» **REQUISITOS**
Por favor, cambia "identify" por "locate" en los registros que van desde la línea que contiene "Question. In the picture above, identify the central" hasta la que contiene "414), (744, 697)]", ambas incluidas. Devuelve solo esas líneas, sin ningún otro cambio.

» **Datos registrados**

■ ■ ■ ■

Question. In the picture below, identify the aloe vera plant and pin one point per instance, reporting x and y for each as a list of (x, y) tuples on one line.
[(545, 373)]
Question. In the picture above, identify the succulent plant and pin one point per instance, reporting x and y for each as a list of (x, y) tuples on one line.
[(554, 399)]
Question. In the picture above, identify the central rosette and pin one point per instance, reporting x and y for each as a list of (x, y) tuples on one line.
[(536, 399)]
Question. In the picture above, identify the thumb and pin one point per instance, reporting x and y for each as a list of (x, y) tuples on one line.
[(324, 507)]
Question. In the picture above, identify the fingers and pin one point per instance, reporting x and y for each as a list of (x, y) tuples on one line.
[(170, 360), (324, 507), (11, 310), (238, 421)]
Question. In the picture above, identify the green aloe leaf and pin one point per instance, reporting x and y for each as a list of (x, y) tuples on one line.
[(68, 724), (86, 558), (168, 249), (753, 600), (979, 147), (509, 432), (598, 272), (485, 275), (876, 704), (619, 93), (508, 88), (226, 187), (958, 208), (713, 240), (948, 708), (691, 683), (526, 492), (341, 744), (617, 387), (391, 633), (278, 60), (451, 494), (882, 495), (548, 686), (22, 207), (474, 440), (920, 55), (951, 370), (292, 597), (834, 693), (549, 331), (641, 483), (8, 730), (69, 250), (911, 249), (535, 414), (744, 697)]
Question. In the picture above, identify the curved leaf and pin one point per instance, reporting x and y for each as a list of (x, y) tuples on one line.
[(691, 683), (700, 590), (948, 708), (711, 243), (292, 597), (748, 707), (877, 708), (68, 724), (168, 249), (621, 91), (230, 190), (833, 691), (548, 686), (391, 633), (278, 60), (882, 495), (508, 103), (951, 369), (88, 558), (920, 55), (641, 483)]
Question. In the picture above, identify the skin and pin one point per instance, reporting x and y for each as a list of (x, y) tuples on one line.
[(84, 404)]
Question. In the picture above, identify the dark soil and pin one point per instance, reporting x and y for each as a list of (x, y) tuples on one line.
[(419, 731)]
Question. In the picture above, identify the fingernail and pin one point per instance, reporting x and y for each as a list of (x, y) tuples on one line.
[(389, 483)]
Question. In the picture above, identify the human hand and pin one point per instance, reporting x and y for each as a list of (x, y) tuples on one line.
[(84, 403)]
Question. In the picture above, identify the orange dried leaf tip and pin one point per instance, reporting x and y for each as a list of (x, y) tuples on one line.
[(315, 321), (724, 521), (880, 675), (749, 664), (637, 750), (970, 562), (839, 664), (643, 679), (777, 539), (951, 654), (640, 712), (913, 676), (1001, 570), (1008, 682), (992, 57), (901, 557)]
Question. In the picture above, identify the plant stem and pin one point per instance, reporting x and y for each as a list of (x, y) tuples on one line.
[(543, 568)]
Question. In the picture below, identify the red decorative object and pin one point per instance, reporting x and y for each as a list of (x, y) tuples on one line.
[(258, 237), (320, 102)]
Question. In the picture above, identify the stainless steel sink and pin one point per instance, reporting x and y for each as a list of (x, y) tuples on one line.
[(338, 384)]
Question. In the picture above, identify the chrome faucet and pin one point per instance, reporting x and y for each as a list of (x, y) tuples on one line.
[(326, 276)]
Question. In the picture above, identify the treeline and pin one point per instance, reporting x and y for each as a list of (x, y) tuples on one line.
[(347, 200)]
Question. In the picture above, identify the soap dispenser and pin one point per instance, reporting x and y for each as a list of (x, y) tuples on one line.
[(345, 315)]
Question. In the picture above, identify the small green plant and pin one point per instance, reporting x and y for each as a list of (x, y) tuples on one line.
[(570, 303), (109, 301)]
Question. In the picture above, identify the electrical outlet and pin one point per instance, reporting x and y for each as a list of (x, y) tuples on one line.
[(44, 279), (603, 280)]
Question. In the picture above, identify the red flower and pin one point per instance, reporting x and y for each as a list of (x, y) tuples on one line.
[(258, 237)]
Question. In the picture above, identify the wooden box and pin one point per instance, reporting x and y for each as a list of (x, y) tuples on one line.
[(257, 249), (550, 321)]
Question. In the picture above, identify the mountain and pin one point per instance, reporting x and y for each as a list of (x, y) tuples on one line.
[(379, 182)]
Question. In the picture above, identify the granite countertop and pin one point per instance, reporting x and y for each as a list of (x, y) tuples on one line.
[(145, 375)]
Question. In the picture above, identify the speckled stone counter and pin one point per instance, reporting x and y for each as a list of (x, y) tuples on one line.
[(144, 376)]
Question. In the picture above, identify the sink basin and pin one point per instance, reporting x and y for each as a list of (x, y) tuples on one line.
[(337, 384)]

■ ■ ■ ■

» **SOLUCIÓN DEL EJERCICIO**
Question. In the picture above, locate the central rosette and pin one point per instance, reporting x and y for each as a list of (x, y) tuples on one line.
[(536, 399)]
Question. In the picture above, locate the thumb and pin one point per instance, reporting x and y for each as a list of (x, y) tuples on one line.
[(324, 507)]
Question. In the picture above, locate the fingers and pin one point per instance, reporting x and y for each as a list of (x, y) tuples on one line.
[(170, 360), (324, 507), (11, 310), (238, 421)]
Question. In the picture above, locate the green aloe leaf and pin one point per instance, reporting x and y for each as a list of (x, y) tuples on one line.
[(68, 724), (86, 558), (168, 249), (753, 600), (979, 147), (509, 432), (598, 272), (485, 275), (876, 704), (619, 93), (508, 88), (226, 187), (958, 208), (713, 240), (948, 708), (691, 683), (526, 492), (341, 744), (617, 387), (391, 633), (278, 60), (451, 494), (882, 495), (548, 686), (22, 207), (474, 440), (920, 55), (951, 370), (292, 597), (834, 693), (549, 331), (641, 483), (8, 730), (69, 250), (911, 249), (535, 414), (744, 697)]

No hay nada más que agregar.